──────── Exercise materials ────────

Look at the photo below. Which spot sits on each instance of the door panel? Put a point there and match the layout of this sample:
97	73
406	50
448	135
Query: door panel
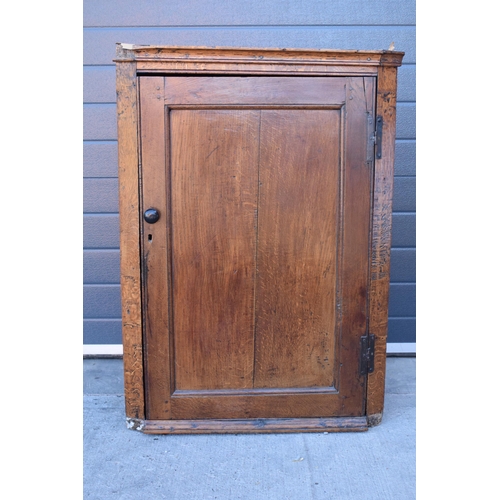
258	299
214	208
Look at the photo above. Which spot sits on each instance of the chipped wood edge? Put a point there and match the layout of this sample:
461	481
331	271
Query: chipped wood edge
249	426
130	269
127	51
381	241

────────

= Work instructions =
An exact copy of all the records, free of pictures, is the expected answer.

= Written answer =
Look at the photo below. Which spot sits on each instance of the door panel? Put a point there and match the layout of this sample:
97	73
406	50
448	135
Query: door panel
258	299
214	208
Look at the photo above. Which spot sits on each instance of the chipped wood edge? Put a point there and match the layout of this sample:
461	481
331	271
Query: chipped wood edge
249	426
130	269
127	51
381	241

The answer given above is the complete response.